[What you have to do]:
For the word "field", give the number of lines in these entries that contain it, with nothing else.

Input data START

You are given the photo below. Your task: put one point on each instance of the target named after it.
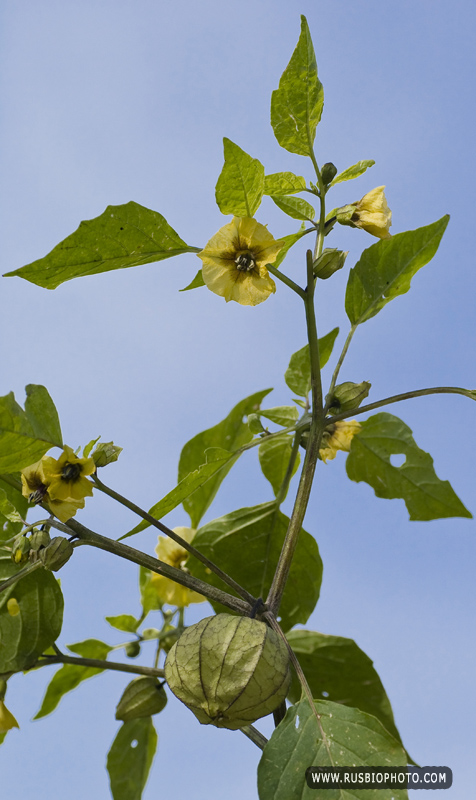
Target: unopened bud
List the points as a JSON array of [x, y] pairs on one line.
[[142, 697], [38, 540], [348, 395], [57, 553], [132, 649], [20, 549], [105, 454], [328, 173], [329, 262], [254, 423]]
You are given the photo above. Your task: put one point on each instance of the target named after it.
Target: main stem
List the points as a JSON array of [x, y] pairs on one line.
[[273, 600]]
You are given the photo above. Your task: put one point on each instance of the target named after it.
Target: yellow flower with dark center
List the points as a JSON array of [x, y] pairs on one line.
[[338, 436], [7, 720], [66, 477], [59, 483], [371, 213], [234, 261], [174, 554]]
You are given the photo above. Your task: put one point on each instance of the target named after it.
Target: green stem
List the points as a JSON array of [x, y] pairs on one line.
[[134, 669], [396, 398], [176, 538], [340, 361], [86, 536], [284, 278], [312, 452]]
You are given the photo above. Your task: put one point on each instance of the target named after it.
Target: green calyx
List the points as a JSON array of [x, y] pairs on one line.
[[229, 671]]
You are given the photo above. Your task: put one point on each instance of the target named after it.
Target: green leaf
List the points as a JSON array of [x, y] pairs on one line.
[[11, 498], [91, 648], [123, 236], [280, 183], [288, 242], [295, 207], [196, 283], [124, 622], [298, 373], [67, 678], [338, 670], [353, 172], [415, 481], [29, 633], [296, 106], [274, 455], [352, 737], [23, 437], [216, 459], [259, 533], [230, 434], [240, 186], [385, 269], [42, 414], [130, 758], [281, 415], [148, 594]]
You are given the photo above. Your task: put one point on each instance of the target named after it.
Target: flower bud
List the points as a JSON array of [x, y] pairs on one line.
[[142, 697], [58, 552], [254, 423], [348, 395], [20, 549], [328, 173], [132, 649], [229, 671], [105, 454], [329, 262]]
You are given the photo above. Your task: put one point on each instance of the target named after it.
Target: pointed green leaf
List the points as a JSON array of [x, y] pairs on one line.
[[296, 106], [130, 758], [42, 414], [295, 207], [67, 678], [280, 183], [385, 269], [230, 434], [196, 283], [352, 739], [240, 186], [281, 415], [123, 236], [124, 622], [338, 670], [29, 633], [216, 459], [274, 455], [298, 373], [24, 439], [259, 533], [353, 172], [91, 648], [11, 498], [415, 481]]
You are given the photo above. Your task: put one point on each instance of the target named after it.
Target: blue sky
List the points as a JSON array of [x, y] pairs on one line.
[[106, 102]]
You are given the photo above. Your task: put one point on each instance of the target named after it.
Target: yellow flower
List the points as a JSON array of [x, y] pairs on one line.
[[7, 720], [371, 213], [234, 261], [66, 476], [174, 554], [338, 436], [60, 483]]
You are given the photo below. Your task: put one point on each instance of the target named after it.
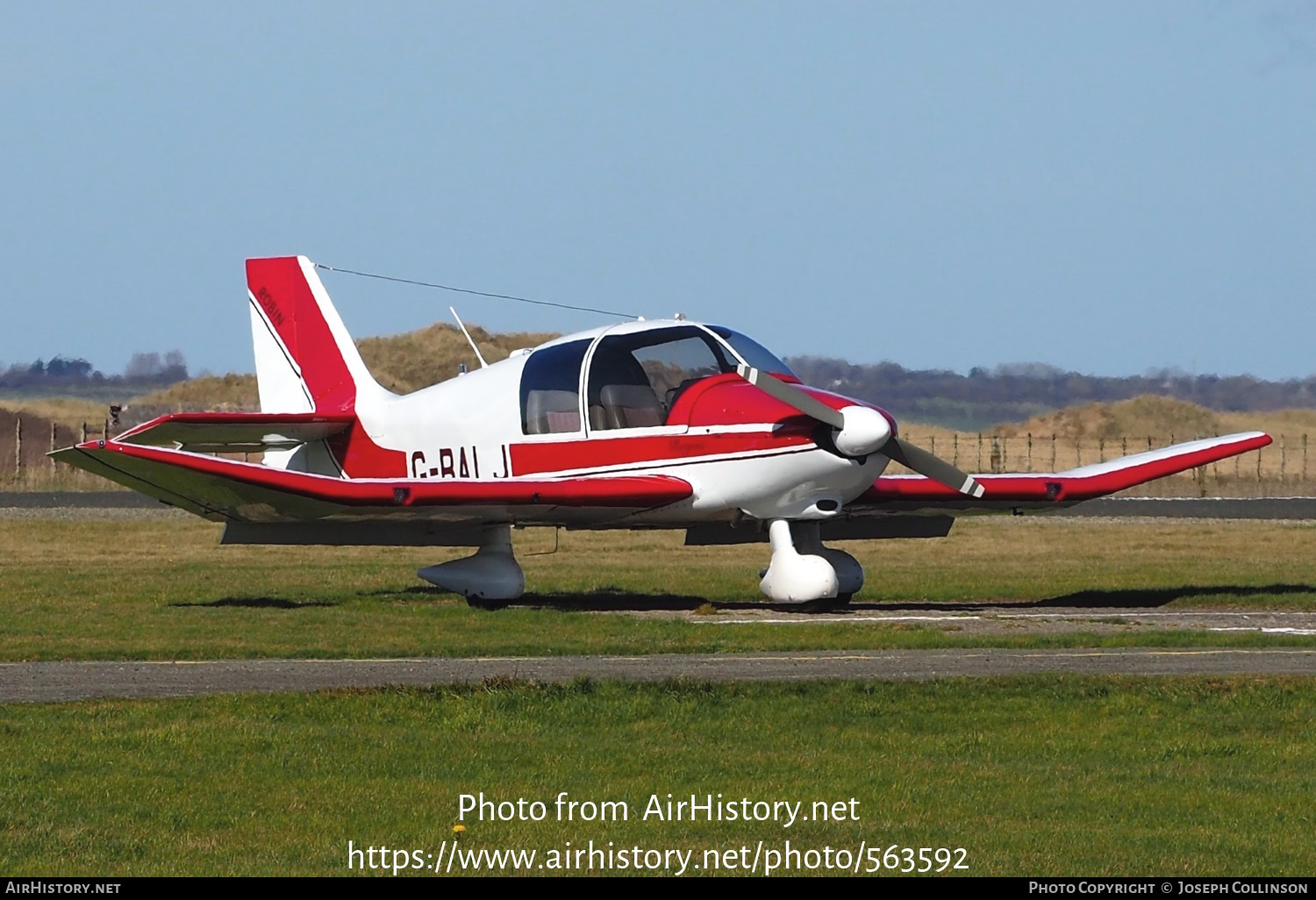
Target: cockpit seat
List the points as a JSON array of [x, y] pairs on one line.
[[626, 405], [552, 412]]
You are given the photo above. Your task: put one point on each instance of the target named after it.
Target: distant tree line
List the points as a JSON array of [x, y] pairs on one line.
[[1018, 391], [142, 370]]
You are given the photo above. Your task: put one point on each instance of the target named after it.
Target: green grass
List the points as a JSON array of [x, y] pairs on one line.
[[1031, 775], [165, 589]]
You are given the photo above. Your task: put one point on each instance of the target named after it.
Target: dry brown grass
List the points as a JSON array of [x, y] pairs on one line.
[[68, 412], [232, 391]]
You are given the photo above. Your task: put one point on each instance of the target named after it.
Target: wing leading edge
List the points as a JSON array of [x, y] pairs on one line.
[[1041, 491]]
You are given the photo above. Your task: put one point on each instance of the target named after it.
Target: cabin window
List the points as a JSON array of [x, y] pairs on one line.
[[634, 379], [550, 389]]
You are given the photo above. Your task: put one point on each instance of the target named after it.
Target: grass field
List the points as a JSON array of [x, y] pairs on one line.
[[163, 589], [1029, 775]]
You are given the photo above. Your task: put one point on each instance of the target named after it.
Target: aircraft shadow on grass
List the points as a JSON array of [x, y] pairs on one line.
[[260, 603], [1115, 599], [616, 600]]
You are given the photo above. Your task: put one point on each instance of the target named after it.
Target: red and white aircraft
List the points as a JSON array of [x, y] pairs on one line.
[[647, 424]]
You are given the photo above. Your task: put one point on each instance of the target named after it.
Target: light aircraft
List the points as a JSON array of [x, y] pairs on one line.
[[665, 424]]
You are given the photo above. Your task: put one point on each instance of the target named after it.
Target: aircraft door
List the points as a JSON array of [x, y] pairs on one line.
[[550, 389], [636, 379]]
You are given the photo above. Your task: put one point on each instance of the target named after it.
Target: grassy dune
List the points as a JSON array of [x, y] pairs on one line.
[[165, 589], [1029, 775]]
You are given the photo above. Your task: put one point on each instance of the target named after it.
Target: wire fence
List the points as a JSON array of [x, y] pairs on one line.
[[1284, 468]]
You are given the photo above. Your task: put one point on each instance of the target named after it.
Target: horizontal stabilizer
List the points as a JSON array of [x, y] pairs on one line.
[[236, 432]]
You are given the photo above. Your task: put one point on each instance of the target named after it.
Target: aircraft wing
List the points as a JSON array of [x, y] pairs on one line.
[[236, 432], [233, 491], [905, 494]]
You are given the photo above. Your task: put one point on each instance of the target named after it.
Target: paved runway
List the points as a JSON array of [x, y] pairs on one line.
[[74, 681]]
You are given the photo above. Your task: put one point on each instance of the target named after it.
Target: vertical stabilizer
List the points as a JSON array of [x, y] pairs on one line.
[[304, 358]]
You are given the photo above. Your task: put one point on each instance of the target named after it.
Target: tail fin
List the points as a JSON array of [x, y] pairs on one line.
[[304, 358]]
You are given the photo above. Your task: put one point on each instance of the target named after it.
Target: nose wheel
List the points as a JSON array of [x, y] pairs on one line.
[[803, 570]]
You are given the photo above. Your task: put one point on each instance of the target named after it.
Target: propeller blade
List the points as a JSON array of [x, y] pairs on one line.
[[939, 470], [792, 396]]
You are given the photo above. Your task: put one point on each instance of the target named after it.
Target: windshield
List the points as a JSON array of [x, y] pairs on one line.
[[752, 352], [634, 379]]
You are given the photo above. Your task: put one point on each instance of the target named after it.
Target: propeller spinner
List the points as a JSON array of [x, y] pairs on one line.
[[860, 431]]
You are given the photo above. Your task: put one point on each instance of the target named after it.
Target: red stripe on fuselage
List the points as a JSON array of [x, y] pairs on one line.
[[547, 457]]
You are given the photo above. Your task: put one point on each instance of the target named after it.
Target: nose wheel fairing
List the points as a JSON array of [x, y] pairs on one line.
[[803, 570]]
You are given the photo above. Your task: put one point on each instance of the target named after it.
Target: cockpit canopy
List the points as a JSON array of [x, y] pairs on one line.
[[634, 376]]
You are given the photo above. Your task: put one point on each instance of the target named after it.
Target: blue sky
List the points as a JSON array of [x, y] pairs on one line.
[[1105, 187]]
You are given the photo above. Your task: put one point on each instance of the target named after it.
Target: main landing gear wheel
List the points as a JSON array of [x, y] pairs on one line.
[[491, 576]]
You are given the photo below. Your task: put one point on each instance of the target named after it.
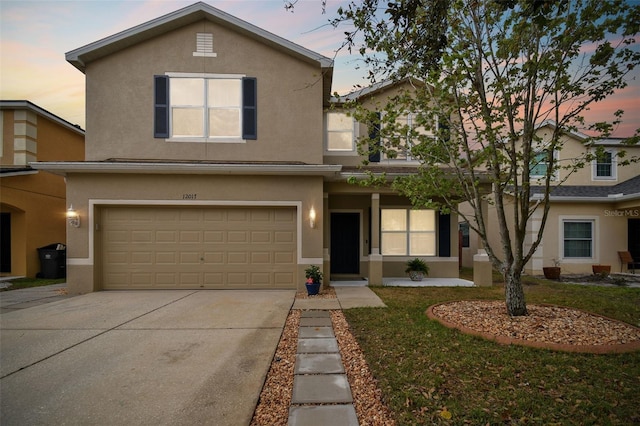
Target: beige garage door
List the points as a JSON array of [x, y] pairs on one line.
[[217, 247]]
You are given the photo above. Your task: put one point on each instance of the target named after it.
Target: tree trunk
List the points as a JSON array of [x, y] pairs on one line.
[[514, 293]]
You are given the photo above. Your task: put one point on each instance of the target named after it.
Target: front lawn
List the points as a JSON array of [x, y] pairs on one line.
[[430, 374]]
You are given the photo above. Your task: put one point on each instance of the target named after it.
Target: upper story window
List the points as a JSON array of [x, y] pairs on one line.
[[339, 132], [539, 165], [604, 166], [205, 108], [408, 232]]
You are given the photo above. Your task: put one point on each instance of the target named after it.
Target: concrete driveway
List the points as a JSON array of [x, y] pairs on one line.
[[140, 357]]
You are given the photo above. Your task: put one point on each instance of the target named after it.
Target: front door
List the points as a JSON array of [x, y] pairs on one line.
[[5, 242], [634, 238], [345, 243]]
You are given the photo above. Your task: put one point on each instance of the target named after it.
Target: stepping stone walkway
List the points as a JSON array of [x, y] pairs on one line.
[[321, 392]]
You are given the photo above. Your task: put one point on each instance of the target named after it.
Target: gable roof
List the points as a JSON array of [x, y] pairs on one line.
[[80, 57], [28, 105], [374, 89]]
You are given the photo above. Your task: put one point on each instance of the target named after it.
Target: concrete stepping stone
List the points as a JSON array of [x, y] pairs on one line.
[[318, 345], [314, 415], [315, 322], [321, 389], [315, 332], [318, 364], [315, 314]]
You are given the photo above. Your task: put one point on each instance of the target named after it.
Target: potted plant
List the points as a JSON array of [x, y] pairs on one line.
[[417, 269], [602, 270], [552, 272], [314, 279]]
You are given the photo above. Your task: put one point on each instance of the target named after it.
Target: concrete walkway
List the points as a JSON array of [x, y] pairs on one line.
[[321, 392]]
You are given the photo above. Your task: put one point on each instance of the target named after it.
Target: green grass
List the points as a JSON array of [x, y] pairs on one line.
[[33, 282], [426, 371]]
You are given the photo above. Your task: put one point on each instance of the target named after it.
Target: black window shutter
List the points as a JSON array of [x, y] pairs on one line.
[[161, 106], [374, 141], [249, 108], [444, 235]]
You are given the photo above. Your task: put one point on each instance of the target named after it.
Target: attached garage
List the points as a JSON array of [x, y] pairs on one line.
[[218, 247]]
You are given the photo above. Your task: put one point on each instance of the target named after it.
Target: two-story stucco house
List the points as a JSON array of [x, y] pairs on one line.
[[32, 202], [594, 214], [214, 160]]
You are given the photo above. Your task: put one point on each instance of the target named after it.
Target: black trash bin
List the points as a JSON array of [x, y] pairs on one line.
[[53, 261]]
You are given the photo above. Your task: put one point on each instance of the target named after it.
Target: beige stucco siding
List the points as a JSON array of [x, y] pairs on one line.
[[120, 99], [35, 202]]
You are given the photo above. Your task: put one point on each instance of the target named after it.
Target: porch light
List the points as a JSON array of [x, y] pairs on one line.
[[73, 217], [312, 218]]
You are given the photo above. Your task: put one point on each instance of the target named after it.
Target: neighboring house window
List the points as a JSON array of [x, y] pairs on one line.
[[464, 232], [402, 151], [539, 165], [340, 132], [205, 108], [408, 232], [577, 238], [604, 166]]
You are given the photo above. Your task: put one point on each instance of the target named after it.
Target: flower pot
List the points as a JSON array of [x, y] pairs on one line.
[[551, 272], [416, 275], [601, 269], [313, 289]]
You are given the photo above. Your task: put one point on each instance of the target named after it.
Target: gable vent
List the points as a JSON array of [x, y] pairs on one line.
[[204, 45]]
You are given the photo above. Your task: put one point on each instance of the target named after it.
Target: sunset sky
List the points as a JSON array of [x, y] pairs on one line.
[[35, 35]]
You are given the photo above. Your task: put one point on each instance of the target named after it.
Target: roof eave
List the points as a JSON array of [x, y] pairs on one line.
[[608, 199], [64, 168]]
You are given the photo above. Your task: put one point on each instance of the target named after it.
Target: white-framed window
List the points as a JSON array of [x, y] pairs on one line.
[[402, 152], [340, 132], [604, 166], [539, 165], [578, 238], [205, 107], [408, 232]]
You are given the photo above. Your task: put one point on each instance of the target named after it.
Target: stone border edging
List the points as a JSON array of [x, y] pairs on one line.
[[504, 340]]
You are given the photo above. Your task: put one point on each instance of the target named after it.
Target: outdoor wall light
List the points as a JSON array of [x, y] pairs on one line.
[[312, 217], [73, 217]]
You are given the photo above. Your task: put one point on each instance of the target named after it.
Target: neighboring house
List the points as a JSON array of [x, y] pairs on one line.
[[594, 214], [214, 160], [32, 209]]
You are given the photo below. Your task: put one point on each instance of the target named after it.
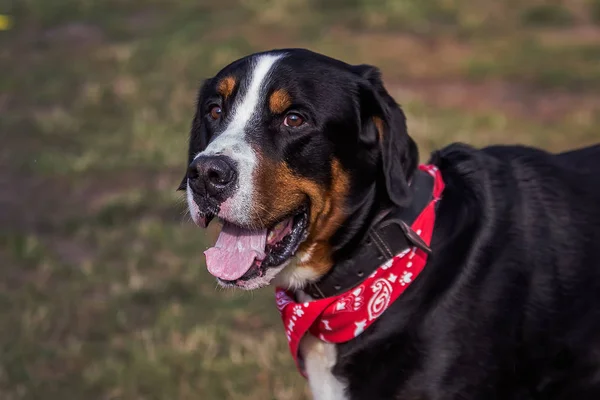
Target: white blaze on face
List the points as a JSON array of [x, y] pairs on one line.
[[233, 143]]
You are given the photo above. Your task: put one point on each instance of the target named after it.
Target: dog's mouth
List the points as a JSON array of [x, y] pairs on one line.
[[242, 254]]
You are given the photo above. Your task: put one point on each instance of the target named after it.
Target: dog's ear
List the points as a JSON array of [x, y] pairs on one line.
[[384, 123], [198, 135]]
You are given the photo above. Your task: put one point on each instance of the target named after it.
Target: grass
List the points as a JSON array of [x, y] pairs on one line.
[[103, 292]]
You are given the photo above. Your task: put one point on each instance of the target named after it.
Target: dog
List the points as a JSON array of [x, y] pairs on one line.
[[307, 162]]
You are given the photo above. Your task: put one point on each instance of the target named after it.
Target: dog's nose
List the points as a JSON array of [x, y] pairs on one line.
[[212, 176]]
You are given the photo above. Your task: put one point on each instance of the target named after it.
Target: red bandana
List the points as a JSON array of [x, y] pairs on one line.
[[343, 317]]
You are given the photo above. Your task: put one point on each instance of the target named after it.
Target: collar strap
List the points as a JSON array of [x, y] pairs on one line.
[[390, 235]]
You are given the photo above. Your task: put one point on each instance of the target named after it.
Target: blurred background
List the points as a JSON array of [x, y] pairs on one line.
[[103, 290]]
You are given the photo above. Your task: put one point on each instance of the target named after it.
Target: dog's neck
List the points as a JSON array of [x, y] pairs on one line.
[[388, 233]]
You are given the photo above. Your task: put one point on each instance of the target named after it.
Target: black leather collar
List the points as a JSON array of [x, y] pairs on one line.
[[389, 235]]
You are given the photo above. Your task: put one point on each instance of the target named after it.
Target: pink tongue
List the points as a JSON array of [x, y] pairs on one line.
[[235, 251]]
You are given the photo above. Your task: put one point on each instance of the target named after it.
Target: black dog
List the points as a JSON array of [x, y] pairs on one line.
[[301, 155]]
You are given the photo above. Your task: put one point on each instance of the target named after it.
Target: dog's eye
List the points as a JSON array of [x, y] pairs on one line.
[[215, 111], [293, 120]]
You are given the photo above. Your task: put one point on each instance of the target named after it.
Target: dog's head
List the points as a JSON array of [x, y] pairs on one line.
[[294, 152]]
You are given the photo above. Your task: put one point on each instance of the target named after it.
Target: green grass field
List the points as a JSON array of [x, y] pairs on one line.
[[103, 291]]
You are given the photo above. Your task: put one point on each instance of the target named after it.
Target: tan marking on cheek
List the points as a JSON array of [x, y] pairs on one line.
[[225, 86], [379, 125], [279, 192], [279, 101], [329, 219]]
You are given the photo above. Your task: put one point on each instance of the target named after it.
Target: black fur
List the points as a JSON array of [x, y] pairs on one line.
[[508, 306]]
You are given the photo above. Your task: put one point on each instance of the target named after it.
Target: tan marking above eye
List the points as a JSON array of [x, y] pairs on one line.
[[225, 86], [279, 101]]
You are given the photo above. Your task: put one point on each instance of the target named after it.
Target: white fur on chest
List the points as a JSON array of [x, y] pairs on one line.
[[319, 359]]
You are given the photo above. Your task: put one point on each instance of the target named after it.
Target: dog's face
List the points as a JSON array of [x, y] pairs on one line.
[[291, 150]]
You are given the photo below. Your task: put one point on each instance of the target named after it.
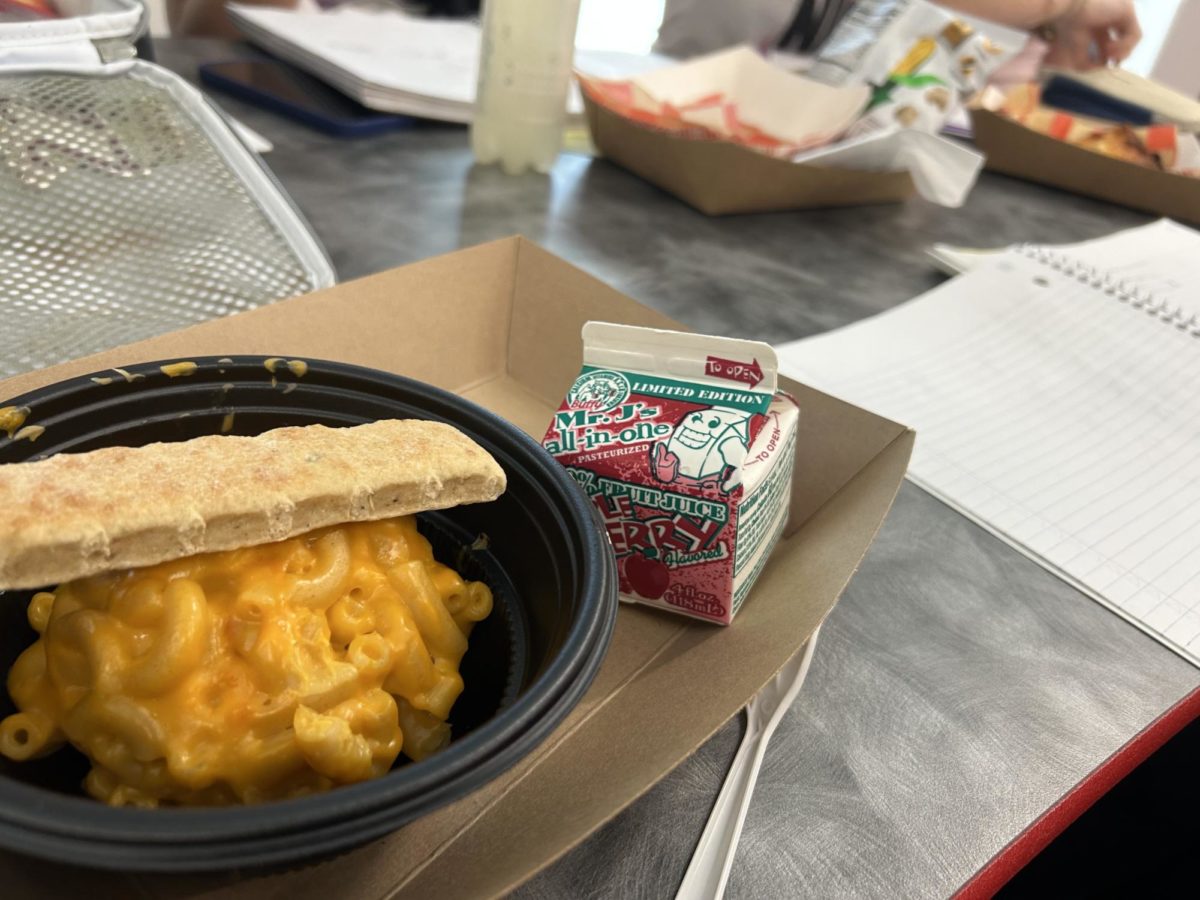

Input data END

[Answer to the problem]:
2